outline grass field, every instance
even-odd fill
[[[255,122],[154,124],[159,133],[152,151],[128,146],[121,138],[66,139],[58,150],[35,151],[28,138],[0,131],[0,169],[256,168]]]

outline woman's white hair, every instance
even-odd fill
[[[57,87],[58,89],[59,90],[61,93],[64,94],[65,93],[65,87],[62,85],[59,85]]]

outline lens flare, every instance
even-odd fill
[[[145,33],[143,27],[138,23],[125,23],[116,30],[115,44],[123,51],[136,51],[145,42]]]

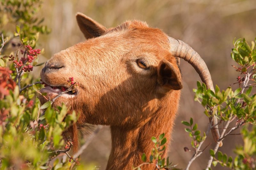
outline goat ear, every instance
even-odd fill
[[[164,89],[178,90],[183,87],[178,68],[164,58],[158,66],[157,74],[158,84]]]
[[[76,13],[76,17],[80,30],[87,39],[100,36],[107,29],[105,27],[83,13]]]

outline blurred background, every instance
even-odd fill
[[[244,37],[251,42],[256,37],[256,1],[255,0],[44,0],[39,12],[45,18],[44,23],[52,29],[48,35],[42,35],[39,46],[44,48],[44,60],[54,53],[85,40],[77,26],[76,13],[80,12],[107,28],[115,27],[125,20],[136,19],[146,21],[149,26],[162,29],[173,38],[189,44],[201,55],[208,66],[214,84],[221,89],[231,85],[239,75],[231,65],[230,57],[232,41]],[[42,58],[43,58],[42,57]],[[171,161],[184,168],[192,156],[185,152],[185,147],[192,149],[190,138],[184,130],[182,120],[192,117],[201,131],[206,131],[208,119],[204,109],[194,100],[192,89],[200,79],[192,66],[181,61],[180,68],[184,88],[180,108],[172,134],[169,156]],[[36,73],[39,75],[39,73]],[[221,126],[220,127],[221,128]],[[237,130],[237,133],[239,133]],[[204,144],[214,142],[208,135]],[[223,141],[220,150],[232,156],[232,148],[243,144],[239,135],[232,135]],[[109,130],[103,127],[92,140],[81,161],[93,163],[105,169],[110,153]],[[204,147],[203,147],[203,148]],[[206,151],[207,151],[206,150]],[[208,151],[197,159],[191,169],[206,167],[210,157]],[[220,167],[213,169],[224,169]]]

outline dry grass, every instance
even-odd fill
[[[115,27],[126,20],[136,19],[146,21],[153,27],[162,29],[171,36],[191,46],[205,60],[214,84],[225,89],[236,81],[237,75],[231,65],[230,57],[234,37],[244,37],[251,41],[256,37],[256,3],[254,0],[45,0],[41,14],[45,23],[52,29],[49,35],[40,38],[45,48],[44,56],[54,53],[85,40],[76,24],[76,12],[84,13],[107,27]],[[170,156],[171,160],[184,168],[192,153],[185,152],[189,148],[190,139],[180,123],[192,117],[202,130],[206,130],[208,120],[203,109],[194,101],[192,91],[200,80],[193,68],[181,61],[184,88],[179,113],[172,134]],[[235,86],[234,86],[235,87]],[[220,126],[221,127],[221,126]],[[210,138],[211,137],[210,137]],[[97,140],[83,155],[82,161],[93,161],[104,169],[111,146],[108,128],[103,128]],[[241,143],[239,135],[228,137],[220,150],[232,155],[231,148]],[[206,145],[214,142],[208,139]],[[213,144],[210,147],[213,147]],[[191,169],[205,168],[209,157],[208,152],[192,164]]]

◆ What you will do: Repeat all of the data above word for word, minus the pictures.

◆ Exercise response:
outline grass field, every instance
even-odd fill
[[[255,122],[154,124],[159,133],[152,151],[128,146],[121,138],[66,139],[58,150],[35,151],[28,138],[0,131],[0,169],[256,168]]]

outline woman's white hair, every instance
even-odd fill
[[[57,87],[58,89],[59,90],[61,93],[64,94],[65,93],[65,87],[62,85],[59,85]]]

outline lens flare, every instance
even-odd fill
[[[145,33],[143,27],[138,23],[125,23],[116,30],[115,44],[123,51],[136,51],[145,42]]]

outline goat ear, every instance
even-odd fill
[[[164,89],[178,90],[183,87],[178,68],[164,58],[158,66],[157,74],[158,84]]]
[[[76,13],[76,17],[80,30],[87,39],[100,36],[107,29],[105,27],[83,13]]]

outline blurred background, every instance
even-odd fill
[[[244,37],[251,42],[256,37],[256,1],[255,0],[44,0],[39,12],[45,18],[44,23],[52,29],[48,35],[42,35],[39,46],[44,48],[44,60],[54,53],[85,40],[77,26],[76,13],[80,12],[107,28],[115,27],[125,20],[136,19],[146,21],[149,26],[162,29],[173,38],[189,44],[201,55],[208,66],[214,84],[221,89],[231,85],[239,75],[231,65],[230,57],[232,41]],[[42,58],[43,58],[42,57]],[[171,161],[184,168],[192,156],[185,152],[185,147],[192,149],[190,138],[184,130],[182,120],[192,117],[201,131],[206,131],[208,119],[204,109],[194,100],[192,89],[200,79],[192,66],[181,61],[180,68],[184,88],[180,108],[172,134],[169,156]],[[36,73],[39,75],[39,73]],[[221,126],[220,127],[221,128]],[[237,130],[237,133],[239,133]],[[204,144],[214,142],[208,135]],[[223,141],[220,150],[232,156],[232,148],[243,144],[239,135],[232,135]],[[109,130],[103,127],[92,140],[81,161],[93,163],[105,169],[110,153]],[[204,147],[203,147],[203,148]],[[206,151],[207,151],[206,150]],[[208,151],[197,159],[191,169],[206,167],[210,157]],[[220,167],[213,169],[224,169]]]

outline dry grass, every instance
even-odd fill
[[[115,27],[126,20],[136,19],[146,21],[153,27],[162,29],[171,36],[191,46],[205,60],[214,84],[225,89],[236,81],[237,75],[231,65],[230,57],[234,37],[244,37],[251,41],[256,37],[256,3],[254,0],[45,0],[41,14],[45,23],[52,29],[49,35],[40,38],[45,48],[44,56],[54,53],[85,40],[76,24],[76,12],[84,13],[107,27]],[[170,156],[171,160],[184,168],[192,153],[185,152],[189,148],[190,139],[180,123],[192,117],[202,130],[206,130],[208,120],[203,109],[194,101],[192,91],[200,80],[193,68],[181,61],[184,88],[179,113],[172,134]],[[235,86],[234,86],[235,87]],[[220,126],[221,127],[221,126]],[[210,138],[211,137],[210,137]],[[97,140],[83,155],[82,161],[93,161],[104,169],[111,146],[108,128],[103,128]],[[241,143],[239,135],[228,137],[220,150],[232,155],[231,148]],[[206,145],[214,142],[208,139]],[[213,144],[210,147],[213,147]],[[191,169],[205,168],[209,157],[208,152],[192,164]]]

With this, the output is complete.